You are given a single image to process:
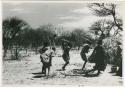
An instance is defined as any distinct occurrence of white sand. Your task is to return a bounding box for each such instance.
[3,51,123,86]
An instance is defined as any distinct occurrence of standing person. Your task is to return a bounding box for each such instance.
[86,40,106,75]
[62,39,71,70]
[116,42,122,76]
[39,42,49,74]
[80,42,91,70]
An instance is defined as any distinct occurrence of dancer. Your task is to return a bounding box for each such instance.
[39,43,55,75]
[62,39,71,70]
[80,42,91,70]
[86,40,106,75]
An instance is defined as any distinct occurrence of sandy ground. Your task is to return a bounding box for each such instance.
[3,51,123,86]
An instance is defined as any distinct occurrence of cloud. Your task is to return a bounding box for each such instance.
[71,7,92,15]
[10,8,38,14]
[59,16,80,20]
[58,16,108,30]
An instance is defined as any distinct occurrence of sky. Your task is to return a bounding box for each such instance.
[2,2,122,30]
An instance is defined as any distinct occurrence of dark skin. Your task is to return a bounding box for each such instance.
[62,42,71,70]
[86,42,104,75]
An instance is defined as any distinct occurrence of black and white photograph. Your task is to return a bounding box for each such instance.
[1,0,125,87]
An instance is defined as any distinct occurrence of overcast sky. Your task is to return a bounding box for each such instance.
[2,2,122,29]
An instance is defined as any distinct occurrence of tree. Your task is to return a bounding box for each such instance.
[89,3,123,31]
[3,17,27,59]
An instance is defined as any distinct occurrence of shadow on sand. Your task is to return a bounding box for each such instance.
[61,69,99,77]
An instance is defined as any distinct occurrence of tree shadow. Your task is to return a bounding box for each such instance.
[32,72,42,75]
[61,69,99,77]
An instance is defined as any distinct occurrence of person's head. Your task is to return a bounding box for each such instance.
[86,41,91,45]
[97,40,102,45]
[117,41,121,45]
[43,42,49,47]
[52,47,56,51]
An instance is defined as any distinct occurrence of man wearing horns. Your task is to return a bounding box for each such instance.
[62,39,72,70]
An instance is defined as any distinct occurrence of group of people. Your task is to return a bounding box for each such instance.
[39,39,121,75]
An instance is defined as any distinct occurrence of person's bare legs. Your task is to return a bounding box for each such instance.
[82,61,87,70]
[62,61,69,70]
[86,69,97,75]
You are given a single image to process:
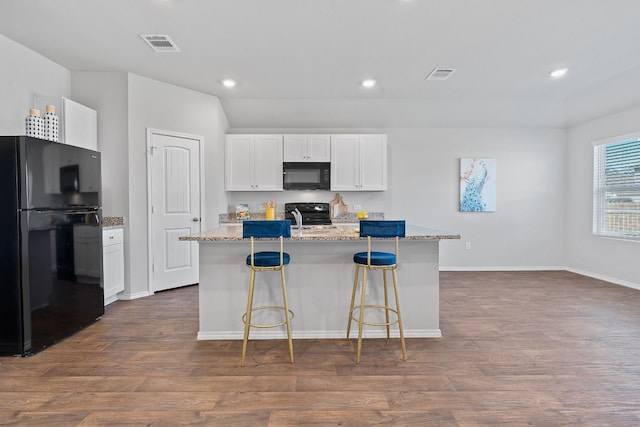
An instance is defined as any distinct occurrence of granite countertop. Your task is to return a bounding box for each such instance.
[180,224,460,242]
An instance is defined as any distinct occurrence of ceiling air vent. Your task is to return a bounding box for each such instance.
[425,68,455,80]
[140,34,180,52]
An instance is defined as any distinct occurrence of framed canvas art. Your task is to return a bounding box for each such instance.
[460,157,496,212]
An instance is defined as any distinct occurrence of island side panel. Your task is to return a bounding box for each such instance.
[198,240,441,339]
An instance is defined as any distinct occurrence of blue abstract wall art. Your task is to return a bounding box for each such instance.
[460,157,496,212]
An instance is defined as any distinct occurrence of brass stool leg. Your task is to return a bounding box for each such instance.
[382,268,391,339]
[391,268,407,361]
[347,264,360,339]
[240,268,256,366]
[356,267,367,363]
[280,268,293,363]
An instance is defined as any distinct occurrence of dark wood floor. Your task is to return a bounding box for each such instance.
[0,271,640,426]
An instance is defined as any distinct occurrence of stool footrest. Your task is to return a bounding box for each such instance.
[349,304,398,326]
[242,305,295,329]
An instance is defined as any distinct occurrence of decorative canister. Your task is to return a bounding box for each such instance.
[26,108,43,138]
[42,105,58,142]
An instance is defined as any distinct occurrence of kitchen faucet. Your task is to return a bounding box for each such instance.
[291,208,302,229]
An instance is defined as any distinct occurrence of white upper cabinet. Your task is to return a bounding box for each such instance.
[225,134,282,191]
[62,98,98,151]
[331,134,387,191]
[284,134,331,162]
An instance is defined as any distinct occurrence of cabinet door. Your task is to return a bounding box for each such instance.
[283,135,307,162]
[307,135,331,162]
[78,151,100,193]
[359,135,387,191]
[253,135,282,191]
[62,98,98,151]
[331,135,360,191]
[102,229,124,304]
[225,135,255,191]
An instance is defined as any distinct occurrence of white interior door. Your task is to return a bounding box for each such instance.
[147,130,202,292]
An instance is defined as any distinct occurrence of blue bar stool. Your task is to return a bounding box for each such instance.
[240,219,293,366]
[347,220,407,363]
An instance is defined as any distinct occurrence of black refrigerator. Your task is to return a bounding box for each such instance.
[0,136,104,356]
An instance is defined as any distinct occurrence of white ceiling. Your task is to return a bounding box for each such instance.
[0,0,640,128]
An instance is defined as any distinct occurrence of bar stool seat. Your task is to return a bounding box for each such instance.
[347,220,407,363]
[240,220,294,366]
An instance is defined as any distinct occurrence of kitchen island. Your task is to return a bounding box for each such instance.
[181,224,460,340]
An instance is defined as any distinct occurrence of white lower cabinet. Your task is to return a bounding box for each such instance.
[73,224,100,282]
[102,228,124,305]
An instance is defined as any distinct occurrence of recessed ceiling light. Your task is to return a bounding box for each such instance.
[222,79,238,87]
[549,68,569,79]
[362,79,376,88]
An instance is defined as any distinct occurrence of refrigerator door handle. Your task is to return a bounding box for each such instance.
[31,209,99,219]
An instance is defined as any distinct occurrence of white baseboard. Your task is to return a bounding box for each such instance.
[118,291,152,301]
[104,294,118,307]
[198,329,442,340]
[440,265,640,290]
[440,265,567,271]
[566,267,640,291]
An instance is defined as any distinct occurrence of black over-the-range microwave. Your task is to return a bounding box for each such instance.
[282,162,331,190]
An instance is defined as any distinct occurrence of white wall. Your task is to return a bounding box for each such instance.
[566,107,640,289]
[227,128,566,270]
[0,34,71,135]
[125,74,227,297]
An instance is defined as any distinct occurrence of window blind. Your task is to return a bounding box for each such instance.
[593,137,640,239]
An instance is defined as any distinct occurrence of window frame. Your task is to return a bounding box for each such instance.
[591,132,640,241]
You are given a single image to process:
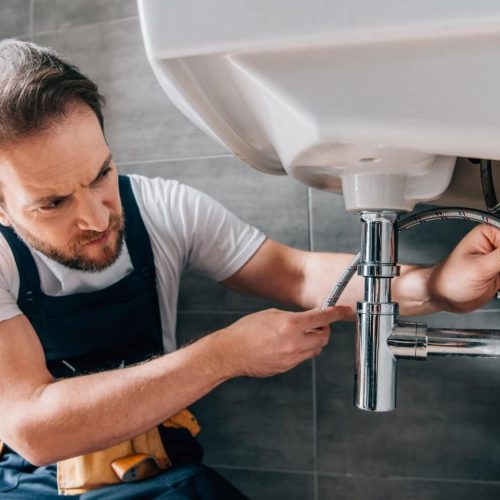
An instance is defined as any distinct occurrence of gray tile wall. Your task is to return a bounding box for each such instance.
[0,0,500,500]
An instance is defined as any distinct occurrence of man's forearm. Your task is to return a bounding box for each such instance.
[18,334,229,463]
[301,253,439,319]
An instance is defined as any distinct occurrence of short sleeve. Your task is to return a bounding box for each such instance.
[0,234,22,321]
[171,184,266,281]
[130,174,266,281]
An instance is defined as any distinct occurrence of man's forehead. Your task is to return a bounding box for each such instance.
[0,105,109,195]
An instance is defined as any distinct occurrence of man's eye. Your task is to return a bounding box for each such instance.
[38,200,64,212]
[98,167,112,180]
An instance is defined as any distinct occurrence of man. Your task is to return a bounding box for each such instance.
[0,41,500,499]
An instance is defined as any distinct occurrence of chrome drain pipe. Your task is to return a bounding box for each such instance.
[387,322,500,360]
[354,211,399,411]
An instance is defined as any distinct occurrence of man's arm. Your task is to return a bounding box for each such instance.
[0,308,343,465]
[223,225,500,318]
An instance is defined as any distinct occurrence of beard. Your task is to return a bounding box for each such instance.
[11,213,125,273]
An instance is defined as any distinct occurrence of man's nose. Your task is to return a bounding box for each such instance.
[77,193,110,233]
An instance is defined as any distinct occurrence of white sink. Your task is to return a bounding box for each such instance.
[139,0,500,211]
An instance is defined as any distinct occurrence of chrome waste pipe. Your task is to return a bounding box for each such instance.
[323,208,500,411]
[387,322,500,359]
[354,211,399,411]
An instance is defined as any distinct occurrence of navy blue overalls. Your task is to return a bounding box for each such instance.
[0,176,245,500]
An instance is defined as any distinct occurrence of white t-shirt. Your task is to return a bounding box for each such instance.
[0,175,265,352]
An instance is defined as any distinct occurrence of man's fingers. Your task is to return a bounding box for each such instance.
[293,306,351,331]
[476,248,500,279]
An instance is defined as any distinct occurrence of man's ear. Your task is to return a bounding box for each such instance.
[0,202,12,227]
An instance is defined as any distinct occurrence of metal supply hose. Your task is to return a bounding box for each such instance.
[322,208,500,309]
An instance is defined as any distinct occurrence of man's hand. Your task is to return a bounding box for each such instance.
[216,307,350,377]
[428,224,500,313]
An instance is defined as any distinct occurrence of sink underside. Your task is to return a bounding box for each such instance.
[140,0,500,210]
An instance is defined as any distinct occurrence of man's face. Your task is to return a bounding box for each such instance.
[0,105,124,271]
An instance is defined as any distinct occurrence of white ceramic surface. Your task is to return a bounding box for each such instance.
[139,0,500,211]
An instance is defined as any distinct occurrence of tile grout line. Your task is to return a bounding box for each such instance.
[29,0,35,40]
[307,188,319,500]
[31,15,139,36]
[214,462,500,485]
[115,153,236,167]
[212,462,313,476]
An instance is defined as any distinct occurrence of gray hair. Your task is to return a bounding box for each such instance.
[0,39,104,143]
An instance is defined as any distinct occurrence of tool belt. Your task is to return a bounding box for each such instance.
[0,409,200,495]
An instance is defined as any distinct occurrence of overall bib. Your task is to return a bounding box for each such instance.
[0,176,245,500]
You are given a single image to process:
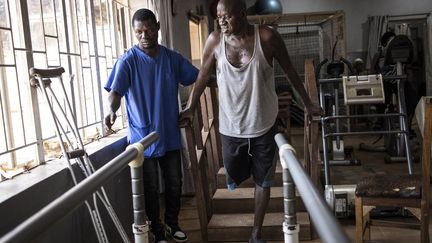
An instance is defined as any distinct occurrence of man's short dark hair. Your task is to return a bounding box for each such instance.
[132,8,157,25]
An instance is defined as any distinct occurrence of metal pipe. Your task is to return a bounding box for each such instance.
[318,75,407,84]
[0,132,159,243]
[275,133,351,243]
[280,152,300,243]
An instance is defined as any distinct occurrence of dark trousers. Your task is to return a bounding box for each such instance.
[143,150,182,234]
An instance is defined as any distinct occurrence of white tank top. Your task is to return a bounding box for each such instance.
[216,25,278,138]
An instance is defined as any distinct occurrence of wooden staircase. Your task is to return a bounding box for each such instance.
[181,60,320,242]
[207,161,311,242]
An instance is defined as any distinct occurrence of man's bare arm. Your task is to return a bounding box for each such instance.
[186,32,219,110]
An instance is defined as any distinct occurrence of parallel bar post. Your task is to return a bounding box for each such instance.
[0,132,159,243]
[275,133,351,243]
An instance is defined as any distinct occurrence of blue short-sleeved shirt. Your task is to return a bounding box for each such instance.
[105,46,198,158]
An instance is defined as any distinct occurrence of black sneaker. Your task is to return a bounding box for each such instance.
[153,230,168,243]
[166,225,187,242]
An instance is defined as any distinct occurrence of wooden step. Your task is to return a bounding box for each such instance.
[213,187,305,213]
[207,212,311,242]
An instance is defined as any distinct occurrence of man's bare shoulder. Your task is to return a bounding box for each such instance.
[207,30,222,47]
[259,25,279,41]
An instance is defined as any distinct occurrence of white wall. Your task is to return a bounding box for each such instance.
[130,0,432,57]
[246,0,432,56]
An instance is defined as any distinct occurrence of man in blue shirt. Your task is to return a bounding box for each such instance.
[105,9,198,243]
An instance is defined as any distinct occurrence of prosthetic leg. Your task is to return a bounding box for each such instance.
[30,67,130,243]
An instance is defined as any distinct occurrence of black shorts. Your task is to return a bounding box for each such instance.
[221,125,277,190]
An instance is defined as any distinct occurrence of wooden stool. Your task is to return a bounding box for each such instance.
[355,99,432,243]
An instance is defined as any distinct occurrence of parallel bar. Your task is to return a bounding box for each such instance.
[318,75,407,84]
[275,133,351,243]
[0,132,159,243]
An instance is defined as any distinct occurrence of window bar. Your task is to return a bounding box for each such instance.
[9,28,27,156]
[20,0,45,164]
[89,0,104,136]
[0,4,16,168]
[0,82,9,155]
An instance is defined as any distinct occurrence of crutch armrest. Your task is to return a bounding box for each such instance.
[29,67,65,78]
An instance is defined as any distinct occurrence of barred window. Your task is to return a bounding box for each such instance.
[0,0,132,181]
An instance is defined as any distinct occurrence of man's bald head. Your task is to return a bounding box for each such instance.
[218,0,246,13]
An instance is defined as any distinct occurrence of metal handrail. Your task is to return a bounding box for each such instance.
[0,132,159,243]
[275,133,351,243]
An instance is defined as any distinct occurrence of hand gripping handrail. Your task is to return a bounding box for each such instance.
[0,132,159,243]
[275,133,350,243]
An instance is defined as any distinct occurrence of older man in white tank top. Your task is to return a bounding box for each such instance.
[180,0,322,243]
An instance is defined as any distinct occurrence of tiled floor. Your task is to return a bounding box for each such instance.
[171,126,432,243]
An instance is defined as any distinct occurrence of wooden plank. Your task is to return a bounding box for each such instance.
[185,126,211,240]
___
* [Task to carry out]
Starting at the beginning of the records and ending at the line that contains "[2,2,122,29]", write the lines out again with "performer" substituted for "dancer" and nothing else changed. Leave the pictures out.

* [Task result]
You are given a single image to process:
An instance is defined as any distinct occurrence of white sand. Your task is to return a bounding box for each such instance.
[3,51,123,86]
An instance is defined as any distinct occurrence of standing person. Your task is to return a bounding box for each such instance.
[86,40,106,75]
[62,39,71,70]
[116,42,122,76]
[39,42,49,74]
[80,42,91,70]
An instance is defined as any distinct occurrence of performer. Your task is to return a bounding box for each such instance.
[39,43,55,75]
[62,39,71,70]
[80,42,91,70]
[86,40,106,75]
An instance is defined as any distinct occurrence of sandy ground. Your task is to return a bounding box for each such instance.
[3,51,123,86]
An instance is defined as any distinct occurrence of cloud. Your task is to return a bounding box for each such instance.
[71,7,92,15]
[10,8,38,14]
[59,16,80,20]
[58,16,108,30]
An instance is defined as any distinct occurrence of sky. Your task is to return a bounding box for each such instance.
[2,2,122,30]
An instance is defined as any distinct occurrence of dark skin. Your task is to return a bounding box for each such instance.
[62,42,71,70]
[86,42,104,75]
An instance is defined as any distinct occurrence of black and white photograph. Your task is to return a bounding box for each such instance.
[1,0,125,87]
An instance is defined as any distinct occurrence of overcast sky. Your task is to return a bounding box for each such instance.
[2,2,122,29]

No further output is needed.